--- PROVIDED TEXT ---

Vietnamization or Vietnamisation (, chữ Hán: 越化 or , chữ Hán: 越南化) is the acquisition or imposition of elements of Vietnamese culture, in particular the Vietnamese language and customs. This was experienced in some historic periods by the non-Vietnamese populations of territories controlled or substantially under the influence of Vietnam. As with other examples of cultural assimilation, it could either be voluntary or forced and is most visible in the case of territories where the Vietnamese language or culture were dominant or where their adoption could result in increased prestige or social status, as was the case of the nobility of Champa, or other minorities like Tai, Chinese and Khmers. To a certain extent Vietnamization was also administratively promoted by the authorities regardless of eras.

Summary
Vietnamization is one of major example over cultural assimilation.

Dated back from the antiquity of ancient Vietnam, the Vietnamese state, regardless which Governments, had initiated its attempt to assimilate by introducing Vietnamization across the country. Vietnamization efforts were divided into two eras:

 Ancient and medieval Vietnam: judging the complicated nature of Vietnam and its country, especially Đại Việt, Vietnamese Emperors used several assimilation process; in one side, loyalty and state assimilation were done with Tai and Hmong tribes within the country; and in one side, is forced ethnic assimilation on remaining ethnics, such as Chinese, Chams, Montagnards, Malays and Khmers. While the first one was more successful, as Tai and Hmong tribes of Vietnam remain largely loyal to the Imperial Vietnamese dynasties, the second one tended to be less successful, due to resistance and even violence. To ensure total ethnic assimilation in later territory, the Vietnamese often used brutal violence and executions.

--- DATA PROVIDED ---

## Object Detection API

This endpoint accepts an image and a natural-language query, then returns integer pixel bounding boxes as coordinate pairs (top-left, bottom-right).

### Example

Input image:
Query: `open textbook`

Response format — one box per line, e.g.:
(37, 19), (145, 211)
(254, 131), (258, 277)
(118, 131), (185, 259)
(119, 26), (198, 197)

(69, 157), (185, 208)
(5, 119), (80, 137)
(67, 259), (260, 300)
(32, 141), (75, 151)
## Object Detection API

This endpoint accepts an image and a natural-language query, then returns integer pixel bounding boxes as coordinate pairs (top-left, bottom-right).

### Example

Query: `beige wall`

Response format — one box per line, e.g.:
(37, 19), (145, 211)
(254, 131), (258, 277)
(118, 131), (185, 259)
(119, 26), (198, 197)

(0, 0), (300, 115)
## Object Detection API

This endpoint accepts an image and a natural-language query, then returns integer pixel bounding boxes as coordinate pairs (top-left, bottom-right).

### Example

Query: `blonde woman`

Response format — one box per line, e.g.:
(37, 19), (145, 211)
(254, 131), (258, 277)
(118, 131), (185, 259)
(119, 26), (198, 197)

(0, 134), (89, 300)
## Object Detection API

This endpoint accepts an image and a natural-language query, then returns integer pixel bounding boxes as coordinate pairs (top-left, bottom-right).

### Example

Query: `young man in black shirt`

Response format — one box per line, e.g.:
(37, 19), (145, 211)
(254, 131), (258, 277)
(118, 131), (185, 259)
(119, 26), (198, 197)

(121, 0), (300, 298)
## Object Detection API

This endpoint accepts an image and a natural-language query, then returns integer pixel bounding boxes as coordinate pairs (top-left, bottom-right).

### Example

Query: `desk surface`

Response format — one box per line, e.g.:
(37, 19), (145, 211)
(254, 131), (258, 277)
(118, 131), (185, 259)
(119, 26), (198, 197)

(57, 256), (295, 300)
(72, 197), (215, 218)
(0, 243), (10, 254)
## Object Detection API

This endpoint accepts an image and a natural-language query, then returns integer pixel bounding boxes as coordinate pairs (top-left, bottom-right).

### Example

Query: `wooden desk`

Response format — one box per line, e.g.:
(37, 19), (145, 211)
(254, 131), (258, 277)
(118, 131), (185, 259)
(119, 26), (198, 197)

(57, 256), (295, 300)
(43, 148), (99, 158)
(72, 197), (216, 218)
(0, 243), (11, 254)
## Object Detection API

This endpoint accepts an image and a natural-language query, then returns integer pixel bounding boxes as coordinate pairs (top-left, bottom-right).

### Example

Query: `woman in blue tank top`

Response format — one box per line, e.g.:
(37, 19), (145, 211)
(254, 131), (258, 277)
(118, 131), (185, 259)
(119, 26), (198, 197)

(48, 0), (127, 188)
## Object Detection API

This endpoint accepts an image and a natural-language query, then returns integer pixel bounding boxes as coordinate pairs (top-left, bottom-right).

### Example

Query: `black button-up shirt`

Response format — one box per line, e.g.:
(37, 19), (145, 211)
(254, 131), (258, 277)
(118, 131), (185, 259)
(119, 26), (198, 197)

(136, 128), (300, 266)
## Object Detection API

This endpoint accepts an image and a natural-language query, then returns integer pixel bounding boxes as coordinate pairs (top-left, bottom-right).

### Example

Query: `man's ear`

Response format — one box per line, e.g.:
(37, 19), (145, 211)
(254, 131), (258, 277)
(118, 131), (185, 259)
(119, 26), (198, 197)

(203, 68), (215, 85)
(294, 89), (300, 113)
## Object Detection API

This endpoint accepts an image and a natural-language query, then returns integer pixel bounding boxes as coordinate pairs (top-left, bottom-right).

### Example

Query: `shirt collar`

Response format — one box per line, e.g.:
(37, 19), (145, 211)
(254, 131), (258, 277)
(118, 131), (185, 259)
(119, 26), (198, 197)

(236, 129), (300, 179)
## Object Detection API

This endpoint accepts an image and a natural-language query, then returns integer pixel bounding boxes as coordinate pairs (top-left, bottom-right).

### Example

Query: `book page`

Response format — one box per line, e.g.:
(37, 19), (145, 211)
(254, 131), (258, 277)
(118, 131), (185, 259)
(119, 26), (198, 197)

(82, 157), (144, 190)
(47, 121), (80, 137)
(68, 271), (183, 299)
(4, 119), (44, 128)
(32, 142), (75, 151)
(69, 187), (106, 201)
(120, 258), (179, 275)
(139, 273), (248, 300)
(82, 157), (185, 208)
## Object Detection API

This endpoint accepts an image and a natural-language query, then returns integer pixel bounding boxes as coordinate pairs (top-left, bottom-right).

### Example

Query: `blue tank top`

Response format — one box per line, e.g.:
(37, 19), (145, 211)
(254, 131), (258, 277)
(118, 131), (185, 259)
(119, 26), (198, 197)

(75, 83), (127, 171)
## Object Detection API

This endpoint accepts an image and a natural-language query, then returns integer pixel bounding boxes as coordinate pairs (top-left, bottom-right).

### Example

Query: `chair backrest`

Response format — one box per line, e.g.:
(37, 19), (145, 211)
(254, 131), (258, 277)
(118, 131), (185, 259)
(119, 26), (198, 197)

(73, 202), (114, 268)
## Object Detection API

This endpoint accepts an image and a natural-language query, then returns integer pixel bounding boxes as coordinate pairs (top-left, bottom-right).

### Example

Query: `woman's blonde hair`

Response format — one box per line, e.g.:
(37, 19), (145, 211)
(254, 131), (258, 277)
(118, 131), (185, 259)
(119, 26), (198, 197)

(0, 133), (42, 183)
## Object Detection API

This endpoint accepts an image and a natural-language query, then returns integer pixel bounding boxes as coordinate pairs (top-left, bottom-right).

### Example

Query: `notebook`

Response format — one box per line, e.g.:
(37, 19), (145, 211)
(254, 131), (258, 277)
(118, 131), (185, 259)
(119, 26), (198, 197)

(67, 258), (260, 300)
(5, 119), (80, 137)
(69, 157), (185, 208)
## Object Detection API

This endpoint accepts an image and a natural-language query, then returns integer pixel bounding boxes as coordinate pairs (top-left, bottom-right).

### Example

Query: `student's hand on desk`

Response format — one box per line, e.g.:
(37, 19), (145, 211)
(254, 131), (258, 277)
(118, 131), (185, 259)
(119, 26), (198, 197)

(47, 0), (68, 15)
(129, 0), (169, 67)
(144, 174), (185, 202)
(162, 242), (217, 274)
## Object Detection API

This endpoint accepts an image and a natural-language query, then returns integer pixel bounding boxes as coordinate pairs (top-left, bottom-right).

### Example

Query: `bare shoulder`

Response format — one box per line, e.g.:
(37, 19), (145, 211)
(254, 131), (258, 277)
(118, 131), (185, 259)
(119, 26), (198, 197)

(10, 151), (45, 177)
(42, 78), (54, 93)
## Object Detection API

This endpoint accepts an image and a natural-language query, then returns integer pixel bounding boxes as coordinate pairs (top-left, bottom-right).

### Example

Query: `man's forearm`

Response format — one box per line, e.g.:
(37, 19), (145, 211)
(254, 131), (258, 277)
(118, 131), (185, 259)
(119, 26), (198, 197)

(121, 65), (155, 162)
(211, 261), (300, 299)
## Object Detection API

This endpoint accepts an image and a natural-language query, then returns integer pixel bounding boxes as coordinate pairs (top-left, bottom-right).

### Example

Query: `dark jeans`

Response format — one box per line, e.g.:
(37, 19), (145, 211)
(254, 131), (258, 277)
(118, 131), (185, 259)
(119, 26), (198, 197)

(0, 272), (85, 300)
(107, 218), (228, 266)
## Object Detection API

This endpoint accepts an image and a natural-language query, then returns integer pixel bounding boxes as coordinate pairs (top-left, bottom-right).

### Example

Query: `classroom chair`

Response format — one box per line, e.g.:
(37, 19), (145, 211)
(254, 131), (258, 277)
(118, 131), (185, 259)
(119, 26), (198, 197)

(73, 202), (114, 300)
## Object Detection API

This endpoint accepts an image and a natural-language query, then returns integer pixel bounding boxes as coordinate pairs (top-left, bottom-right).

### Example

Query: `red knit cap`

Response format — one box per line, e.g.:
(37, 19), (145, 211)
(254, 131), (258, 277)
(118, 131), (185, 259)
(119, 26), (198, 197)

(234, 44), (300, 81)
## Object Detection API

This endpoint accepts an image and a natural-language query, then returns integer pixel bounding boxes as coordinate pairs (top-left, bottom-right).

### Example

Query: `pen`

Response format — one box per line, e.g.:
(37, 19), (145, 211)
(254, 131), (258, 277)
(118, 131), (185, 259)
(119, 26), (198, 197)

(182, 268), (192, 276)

---

From the text on Vietnamization, list every ethnic group it says Vietnamese emperors subjected to forced ethnic assimilation.

Chinese, Chams, Montagnards, Malays, Khmers